**Task description:** Retype the tail of the data exactly, starting at the line containing "Note: mark the cheese" and stopping at the last line.
*****
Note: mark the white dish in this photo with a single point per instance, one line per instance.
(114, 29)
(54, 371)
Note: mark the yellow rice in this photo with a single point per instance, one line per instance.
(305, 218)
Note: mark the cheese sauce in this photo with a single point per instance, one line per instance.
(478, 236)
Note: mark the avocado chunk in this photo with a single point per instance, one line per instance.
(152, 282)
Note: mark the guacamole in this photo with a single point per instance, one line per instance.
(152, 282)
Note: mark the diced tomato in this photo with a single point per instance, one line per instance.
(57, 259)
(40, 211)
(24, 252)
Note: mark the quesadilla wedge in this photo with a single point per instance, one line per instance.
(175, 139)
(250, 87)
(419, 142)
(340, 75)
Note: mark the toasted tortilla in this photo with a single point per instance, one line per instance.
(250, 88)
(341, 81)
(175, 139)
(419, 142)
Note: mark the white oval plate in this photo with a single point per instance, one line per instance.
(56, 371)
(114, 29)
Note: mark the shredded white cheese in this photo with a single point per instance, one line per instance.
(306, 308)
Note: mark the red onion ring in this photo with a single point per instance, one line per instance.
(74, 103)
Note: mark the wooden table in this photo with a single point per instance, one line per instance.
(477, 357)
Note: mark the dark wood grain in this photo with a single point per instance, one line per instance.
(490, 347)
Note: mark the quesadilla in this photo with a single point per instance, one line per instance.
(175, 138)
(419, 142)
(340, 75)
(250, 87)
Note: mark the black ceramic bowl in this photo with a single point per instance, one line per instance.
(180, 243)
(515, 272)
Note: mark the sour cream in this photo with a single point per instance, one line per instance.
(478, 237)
*****
**Reply:**
Note: mark the cheese sauce in this photo with a single point per instance, one line per instance.
(478, 236)
Note: mark the avocado chunk in this photo with a single point per instance, one line per instance.
(152, 282)
Note: mark the guacamole in this photo with a single point per instance, one line per instance.
(152, 282)
Note: mark the diced tomato in this photo with a single point per instance, one line per instance.
(57, 259)
(40, 211)
(24, 252)
Note: mark the quesadilla wedge in this photo with a single point per instance, one line per instance.
(175, 139)
(250, 87)
(419, 142)
(340, 75)
Note: mark the toasted tortilla in this photo with a single point per instance, one line per instance.
(250, 88)
(341, 81)
(175, 139)
(419, 142)
Note: mark the white oval plate in this photo with a single point per instance, one line per instance.
(56, 371)
(114, 29)
Note: mark the shredded white cheese in this photo with a single point per instance, one line per instance.
(306, 308)
Note: mark the red onion ring in this photo with a single point per instance, one line per instance.
(74, 103)
Note: mark the wooden table in this photo with a single point per instance, one line per instance.
(477, 357)
Note: mark the dark wood grain in this photo with a single point per instance, one line per instance.
(490, 347)
Note: mark the quesadilla in this photo with a single point per instance, one line per instance.
(175, 138)
(419, 142)
(340, 75)
(250, 87)
Note: mark the black ceramic bowl in this photo with a single point per instance, one line per instance.
(180, 243)
(515, 272)
Note: mark the sour cream in this photo with a single point per instance, one line per instance.
(478, 237)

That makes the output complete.